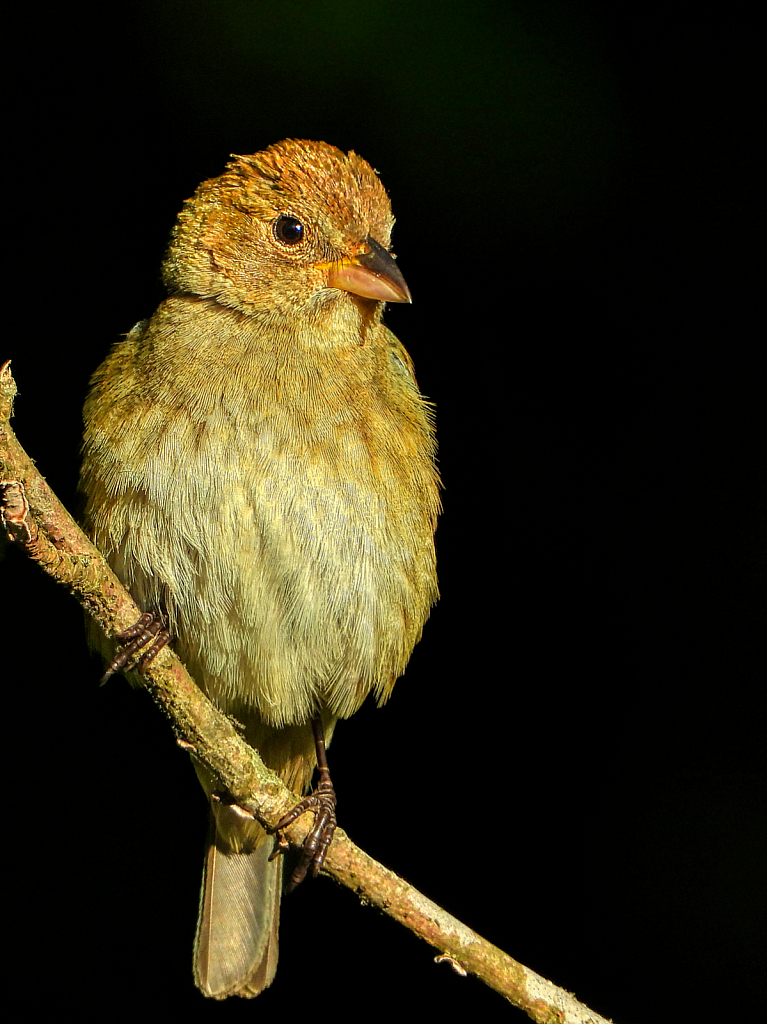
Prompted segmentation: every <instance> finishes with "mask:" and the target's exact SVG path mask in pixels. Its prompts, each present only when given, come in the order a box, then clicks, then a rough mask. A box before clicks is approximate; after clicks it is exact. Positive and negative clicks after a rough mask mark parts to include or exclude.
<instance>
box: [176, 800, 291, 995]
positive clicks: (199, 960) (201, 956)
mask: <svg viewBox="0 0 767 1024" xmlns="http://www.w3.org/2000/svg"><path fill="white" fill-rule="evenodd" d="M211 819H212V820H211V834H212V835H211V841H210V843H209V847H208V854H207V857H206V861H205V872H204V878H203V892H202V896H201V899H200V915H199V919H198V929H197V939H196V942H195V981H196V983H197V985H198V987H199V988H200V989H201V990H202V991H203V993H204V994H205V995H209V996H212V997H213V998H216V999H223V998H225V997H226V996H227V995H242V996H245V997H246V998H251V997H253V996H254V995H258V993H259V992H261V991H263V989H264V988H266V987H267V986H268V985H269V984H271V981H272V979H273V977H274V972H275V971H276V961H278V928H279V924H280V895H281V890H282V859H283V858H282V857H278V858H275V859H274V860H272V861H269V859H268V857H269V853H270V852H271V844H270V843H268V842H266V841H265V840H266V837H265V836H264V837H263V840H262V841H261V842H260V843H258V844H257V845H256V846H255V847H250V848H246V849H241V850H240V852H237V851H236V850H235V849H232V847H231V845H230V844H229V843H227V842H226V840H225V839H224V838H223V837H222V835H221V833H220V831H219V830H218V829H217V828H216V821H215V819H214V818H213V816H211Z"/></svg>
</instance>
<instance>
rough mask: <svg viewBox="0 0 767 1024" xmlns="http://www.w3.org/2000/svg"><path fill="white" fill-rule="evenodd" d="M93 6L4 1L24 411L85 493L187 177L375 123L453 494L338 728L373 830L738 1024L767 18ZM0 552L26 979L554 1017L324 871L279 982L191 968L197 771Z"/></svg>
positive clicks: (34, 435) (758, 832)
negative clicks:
- - -
Print every entry word for word; omit the pictures.

Prompted segmentation: every <instance> finishes with "mask:" and the target's exact SVG path mask in pixels. Its prompts, each present only when given, come in the order a box, then clicks, then a rough mask. A box before clicks is approximate; after clicks it is exact. Positive and negative clicks after a rough mask mark parts to include or exclude.
<instance>
box: [176, 800, 291, 995]
positive clicks: (199, 960) (201, 956)
mask: <svg viewBox="0 0 767 1024" xmlns="http://www.w3.org/2000/svg"><path fill="white" fill-rule="evenodd" d="M211 819H212V820H211V834H212V835H211V841H210V843H209V847H208V854H207V857H206V861H205V872H204V878H203V892H202V896H201V899H200V915H199V919H198V929H197V939H196V942H195V981H196V983H197V985H198V987H199V988H200V989H201V990H202V991H203V993H204V994H205V995H209V996H212V997H213V998H216V999H223V998H225V997H226V996H227V995H242V996H245V997H246V998H251V997H253V996H254V995H258V993H259V992H261V991H263V989H264V988H266V987H267V986H268V985H269V984H271V981H272V979H273V977H274V972H275V971H276V961H278V928H279V924H280V895H281V890H282V859H283V858H282V857H278V858H275V859H274V860H272V861H269V859H268V857H269V853H270V852H271V844H270V843H268V842H266V841H265V840H266V837H265V836H264V837H263V840H262V841H261V842H260V843H258V844H257V845H256V846H255V847H250V848H246V849H241V850H240V852H237V851H236V850H235V849H232V847H231V845H230V844H229V843H227V842H226V840H225V839H224V838H223V837H222V835H221V833H220V831H219V830H218V829H217V828H216V821H215V819H214V818H213V816H211Z"/></svg>
</instance>
<instance>
rough mask: <svg viewBox="0 0 767 1024" xmlns="http://www.w3.org/2000/svg"><path fill="white" fill-rule="evenodd" d="M93 6L4 1L24 411L85 493L187 177L375 123L453 494L338 728L373 830L738 1024L767 18ZM0 552L26 979L554 1017L324 871L279 982L191 968L197 771Z"/></svg>
positive clicks: (34, 435) (758, 832)
negative clicks:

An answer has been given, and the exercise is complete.